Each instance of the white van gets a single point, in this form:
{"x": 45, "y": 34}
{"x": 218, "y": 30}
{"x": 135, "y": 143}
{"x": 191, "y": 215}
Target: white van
=====
### Set exercise
Output every line of the material above verbatim, without changing anything.

### Answer to this problem
Each instance of the white van gets a single point, in this form:
{"x": 45, "y": 34}
{"x": 218, "y": 30}
{"x": 135, "y": 143}
{"x": 191, "y": 215}
Target: white van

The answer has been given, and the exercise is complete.